**The task:** Across the data below, how many lines have the word "shirt" in them? Respond with the number alone.

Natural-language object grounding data
= = = = =
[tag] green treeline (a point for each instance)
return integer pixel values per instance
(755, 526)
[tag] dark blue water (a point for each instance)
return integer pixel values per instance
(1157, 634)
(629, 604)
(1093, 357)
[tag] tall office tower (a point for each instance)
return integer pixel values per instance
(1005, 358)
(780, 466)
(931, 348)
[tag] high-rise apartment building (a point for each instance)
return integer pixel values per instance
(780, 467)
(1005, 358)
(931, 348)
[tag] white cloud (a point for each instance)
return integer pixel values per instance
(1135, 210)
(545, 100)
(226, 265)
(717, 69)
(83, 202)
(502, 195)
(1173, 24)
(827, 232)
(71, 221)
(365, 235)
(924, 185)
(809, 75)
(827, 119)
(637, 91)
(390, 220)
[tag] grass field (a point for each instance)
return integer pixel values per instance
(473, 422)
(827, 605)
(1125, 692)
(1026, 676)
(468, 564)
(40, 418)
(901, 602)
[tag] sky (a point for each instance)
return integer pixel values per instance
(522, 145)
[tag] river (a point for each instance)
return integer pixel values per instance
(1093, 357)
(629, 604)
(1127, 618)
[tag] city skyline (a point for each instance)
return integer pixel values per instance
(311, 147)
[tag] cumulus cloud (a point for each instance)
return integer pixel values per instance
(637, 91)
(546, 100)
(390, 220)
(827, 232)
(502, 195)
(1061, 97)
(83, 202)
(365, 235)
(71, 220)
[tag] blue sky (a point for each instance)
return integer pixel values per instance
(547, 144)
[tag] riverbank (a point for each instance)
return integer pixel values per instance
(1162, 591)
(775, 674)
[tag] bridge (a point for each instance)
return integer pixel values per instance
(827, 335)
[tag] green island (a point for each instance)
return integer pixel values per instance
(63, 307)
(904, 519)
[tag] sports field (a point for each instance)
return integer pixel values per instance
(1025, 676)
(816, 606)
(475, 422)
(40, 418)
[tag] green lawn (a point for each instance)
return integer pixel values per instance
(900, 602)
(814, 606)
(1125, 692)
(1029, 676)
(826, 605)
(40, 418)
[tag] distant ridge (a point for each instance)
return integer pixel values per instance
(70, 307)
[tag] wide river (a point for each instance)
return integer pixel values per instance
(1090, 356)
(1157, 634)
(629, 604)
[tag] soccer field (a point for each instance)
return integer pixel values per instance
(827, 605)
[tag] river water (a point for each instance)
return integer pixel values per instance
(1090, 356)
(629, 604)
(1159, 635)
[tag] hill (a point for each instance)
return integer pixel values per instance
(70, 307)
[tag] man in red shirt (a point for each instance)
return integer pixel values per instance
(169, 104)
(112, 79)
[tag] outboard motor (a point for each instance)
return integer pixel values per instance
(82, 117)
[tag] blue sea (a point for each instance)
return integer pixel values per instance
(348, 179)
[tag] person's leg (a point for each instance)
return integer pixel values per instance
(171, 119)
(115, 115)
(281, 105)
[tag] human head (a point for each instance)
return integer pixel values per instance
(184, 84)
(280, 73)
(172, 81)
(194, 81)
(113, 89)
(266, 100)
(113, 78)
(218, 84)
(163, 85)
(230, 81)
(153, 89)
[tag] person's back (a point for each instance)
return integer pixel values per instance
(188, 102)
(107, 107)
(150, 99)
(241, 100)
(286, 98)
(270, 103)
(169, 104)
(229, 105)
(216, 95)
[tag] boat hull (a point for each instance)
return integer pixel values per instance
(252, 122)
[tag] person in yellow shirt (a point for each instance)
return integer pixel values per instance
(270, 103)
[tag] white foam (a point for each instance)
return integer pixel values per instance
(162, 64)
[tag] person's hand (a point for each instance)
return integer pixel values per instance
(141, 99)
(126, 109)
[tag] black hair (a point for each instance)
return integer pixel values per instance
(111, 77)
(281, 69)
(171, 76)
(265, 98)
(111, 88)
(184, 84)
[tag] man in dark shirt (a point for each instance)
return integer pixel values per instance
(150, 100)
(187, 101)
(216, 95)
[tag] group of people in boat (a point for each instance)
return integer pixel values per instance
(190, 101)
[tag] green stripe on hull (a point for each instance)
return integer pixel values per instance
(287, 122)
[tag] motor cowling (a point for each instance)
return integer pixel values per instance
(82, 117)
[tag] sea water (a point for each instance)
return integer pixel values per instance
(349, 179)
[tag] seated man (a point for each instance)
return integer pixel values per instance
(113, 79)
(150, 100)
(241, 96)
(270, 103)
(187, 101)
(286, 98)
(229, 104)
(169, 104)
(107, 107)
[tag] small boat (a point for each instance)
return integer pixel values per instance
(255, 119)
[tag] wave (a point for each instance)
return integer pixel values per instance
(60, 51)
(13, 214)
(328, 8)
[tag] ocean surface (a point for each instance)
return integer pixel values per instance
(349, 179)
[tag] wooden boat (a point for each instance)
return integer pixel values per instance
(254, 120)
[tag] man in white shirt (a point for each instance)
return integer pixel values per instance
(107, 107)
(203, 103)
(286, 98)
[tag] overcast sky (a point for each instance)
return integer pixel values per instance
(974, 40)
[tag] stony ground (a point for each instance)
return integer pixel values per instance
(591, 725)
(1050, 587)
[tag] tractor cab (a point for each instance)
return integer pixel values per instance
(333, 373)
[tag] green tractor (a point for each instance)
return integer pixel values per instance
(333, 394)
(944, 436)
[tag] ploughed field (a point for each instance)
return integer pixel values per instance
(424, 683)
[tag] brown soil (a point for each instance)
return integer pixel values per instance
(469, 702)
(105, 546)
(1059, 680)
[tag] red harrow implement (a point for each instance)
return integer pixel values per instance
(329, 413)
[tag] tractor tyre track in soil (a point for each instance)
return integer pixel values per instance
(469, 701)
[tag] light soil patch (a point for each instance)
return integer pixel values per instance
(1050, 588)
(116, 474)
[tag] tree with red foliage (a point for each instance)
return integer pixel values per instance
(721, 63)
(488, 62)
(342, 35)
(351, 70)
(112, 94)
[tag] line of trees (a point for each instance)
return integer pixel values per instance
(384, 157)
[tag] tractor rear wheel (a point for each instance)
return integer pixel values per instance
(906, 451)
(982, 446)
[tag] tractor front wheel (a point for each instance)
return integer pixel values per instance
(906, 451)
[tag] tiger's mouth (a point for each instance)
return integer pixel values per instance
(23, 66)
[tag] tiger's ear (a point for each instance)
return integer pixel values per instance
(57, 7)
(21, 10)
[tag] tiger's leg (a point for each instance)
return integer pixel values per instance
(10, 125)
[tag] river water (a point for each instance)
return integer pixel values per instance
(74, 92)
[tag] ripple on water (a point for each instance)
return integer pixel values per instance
= = = = =
**Response:** 4